* _EXERCISE DIRECTIONS_
Retype each record below word for word, pictures excluded.

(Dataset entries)
════
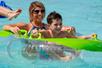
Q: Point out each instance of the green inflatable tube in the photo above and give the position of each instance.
(78, 44)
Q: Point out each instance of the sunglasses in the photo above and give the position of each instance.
(37, 11)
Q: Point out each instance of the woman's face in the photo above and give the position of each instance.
(38, 14)
(56, 25)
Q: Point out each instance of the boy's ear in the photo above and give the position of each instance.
(49, 25)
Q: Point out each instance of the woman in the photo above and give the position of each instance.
(37, 13)
(6, 11)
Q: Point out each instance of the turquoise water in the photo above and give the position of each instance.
(84, 15)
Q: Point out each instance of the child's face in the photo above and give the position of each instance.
(56, 25)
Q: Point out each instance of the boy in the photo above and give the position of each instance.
(54, 20)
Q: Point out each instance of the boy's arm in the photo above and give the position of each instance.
(13, 27)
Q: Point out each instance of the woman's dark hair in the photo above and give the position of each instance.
(53, 15)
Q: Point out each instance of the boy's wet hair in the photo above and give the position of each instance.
(53, 15)
(34, 5)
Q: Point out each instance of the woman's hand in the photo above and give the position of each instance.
(14, 29)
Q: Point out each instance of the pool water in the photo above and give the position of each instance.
(84, 15)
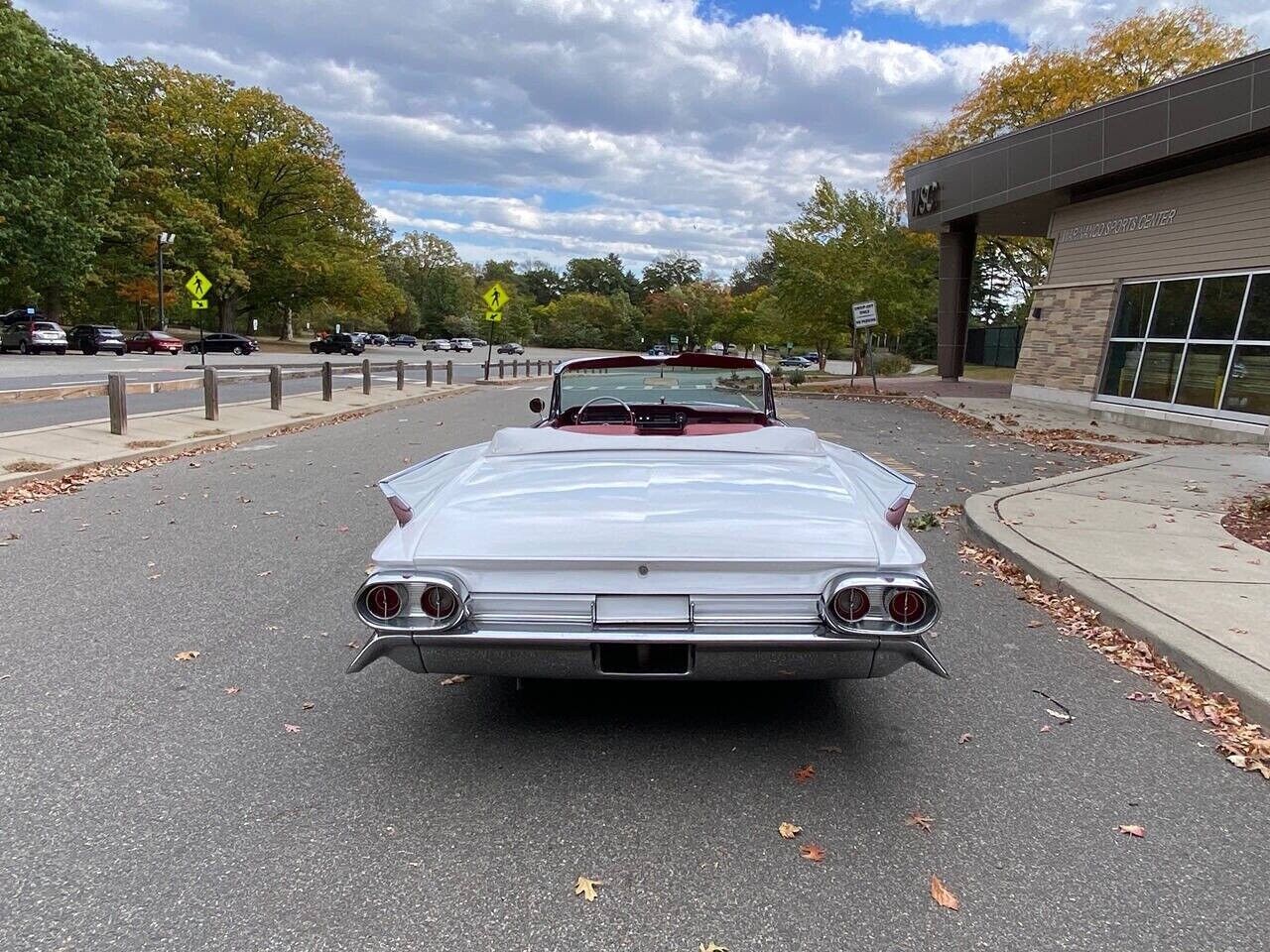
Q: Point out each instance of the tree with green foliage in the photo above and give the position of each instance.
(670, 272)
(55, 168)
(848, 246)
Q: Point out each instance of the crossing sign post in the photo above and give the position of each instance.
(495, 298)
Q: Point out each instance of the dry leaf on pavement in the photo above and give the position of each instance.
(943, 895)
(585, 888)
(919, 820)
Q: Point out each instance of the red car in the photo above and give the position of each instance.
(154, 341)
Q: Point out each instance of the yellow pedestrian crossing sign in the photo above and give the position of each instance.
(495, 298)
(198, 285)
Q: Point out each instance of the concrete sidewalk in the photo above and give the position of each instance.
(1142, 540)
(55, 451)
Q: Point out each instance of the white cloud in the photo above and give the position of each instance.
(1062, 21)
(684, 130)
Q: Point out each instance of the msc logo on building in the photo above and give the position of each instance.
(924, 200)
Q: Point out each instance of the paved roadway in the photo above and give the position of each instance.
(50, 370)
(145, 807)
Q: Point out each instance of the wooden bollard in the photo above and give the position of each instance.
(211, 395)
(117, 390)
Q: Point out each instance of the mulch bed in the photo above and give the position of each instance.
(1248, 518)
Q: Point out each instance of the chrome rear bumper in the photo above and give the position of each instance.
(714, 656)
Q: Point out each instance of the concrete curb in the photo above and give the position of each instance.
(1210, 662)
(281, 428)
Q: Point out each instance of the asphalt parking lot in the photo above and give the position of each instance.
(150, 802)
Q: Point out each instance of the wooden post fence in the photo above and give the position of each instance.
(117, 389)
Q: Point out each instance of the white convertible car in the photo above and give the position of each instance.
(643, 530)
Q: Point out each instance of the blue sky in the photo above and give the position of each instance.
(558, 128)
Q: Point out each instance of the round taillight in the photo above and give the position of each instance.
════
* _EXERCISE RESPONSE_
Q: Point out each instance of the green inflatable tube in the photo above and give the position of each instance.
(78, 44)
Q: Point out each instance of the sunglasses in the photo above and give the position of each instance.
(37, 11)
Q: Point out each instance of the woman's face in the photo above and give the position of each instance.
(38, 14)
(56, 25)
Q: Point out each instance of the boy's ear in the photo above and give the position of each instance.
(49, 25)
Q: Point out each instance of the woman in the photo above and give the position of each instance.
(37, 13)
(6, 11)
Q: Point out each instance of the turquoise water in the photo above and give the position of each instance.
(84, 15)
Q: Point out each instance of the child's face in the photo above and give the position of each instance.
(56, 25)
Q: Point out each instance of the boy in the photo above and give the position of each instance.
(54, 20)
Q: Point out each instance of the boy's arm in the photo above and give the position of each instance.
(13, 27)
Q: Point out each instance of the woman's dark hair in the photo above and give the position of each instance.
(53, 15)
Q: Point out each instance of the boy's wet hair in the photo above and give the position of each instance.
(53, 15)
(34, 5)
Q: Point out each instance of the woman's hand in the photo above and give the position of each instance.
(14, 29)
Q: Point out each instance of the pool water in the photo above and give the position of each instance.
(84, 15)
Q: Point out each instance of the tree with green foliage in the photo above and give the position of each instance.
(670, 272)
(55, 168)
(848, 246)
Q: Point out each instance of the crossing sign post in the photo above and give the position of each instance.
(495, 298)
Q: Point out each instance of the dry leaf on pavement in the photo above and give the position of each instance.
(943, 895)
(585, 888)
(919, 820)
Q: Point out each instance of the red car in the photo above and give the position of each instance.
(154, 341)
Q: Point out each instance of the yellow pedestrian crossing sign in the photo above and give the position of each instance.
(495, 298)
(198, 285)
Q: Point out each instance of the concrete sidewalk in the photo above and give the position of each instance.
(1142, 540)
(55, 451)
Q: Point out each instance of the white cloud in the photo above and give the position of each instance.
(1062, 21)
(684, 130)
Q: Point out each instance of the msc logo on building in the photo above and give the position of each instance.
(924, 200)
Q: Point out each instance of the paved roadway in the photo above and give the position of each instance.
(50, 370)
(145, 807)
Q: Point out each instance of the wooden bollard in the photo above and give the position of each instance.
(211, 395)
(117, 390)
Q: Point out each instance of the mulch bed in the photo above and give the position of each instance.
(1248, 518)
Q: Point out each instance of the chrome rear bumper in the photo above and give the position of each instance.
(714, 656)
Q: Point out each instance of the concrete curb in the photo above and give the position of each instance.
(1210, 662)
(281, 428)
Q: Point out each instance of the asphalt parking lot in the photo above and give the position of each instance.
(150, 802)
Q: Point out each instance of the wooden post fence in the photo above and give the position of each instance.
(117, 389)
Q: Point out each instance of the white convertible car in the photo above and give the position of each instance.
(643, 530)
Q: Point out each instance of the blue sky in the photo above and give the position of each instance.
(558, 128)
Q: Point out each instance of the round taillight in the photo above and give the position of each instance.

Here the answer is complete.